- SOURCE DATA:
----
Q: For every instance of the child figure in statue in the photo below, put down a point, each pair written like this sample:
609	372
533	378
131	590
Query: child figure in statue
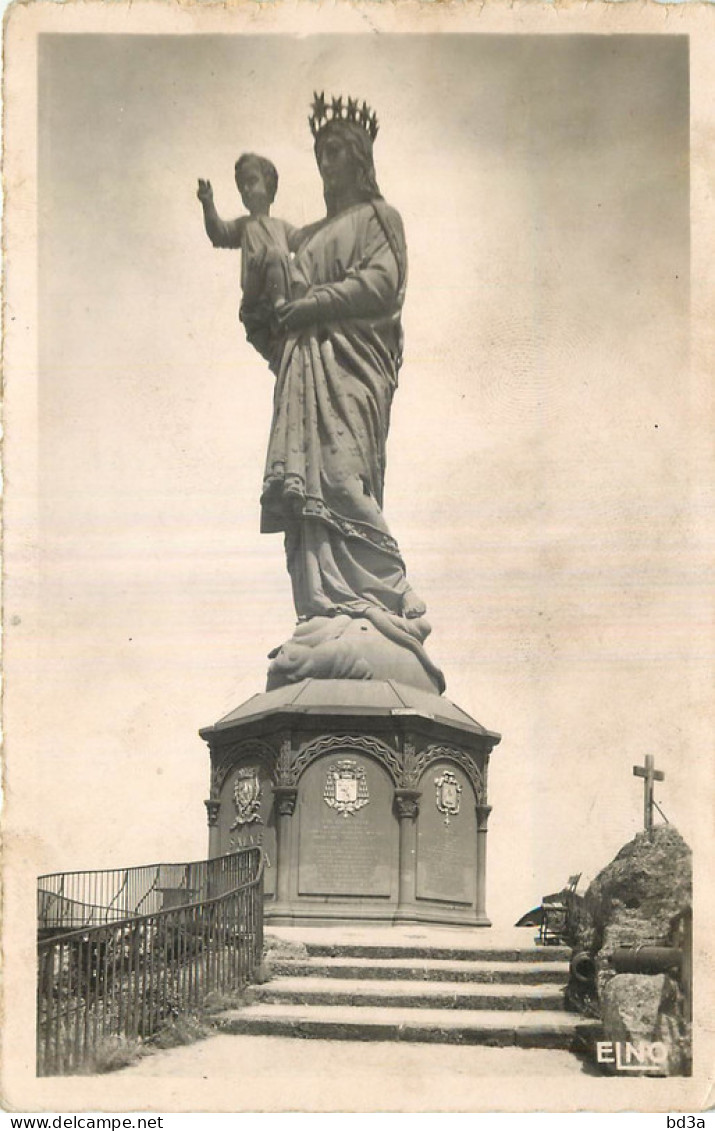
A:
268	279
----
- YOUR OBJECTIVE: Exclude every picture and copy the remaining data exactly.

- OUTPUT OF THE EXERCISE:
Q: For every instance of the child figure in statue in the photo below, put down a point, each pair written like this sample:
609	372
533	378
131	590
Query: child figure in statue
A:
268	279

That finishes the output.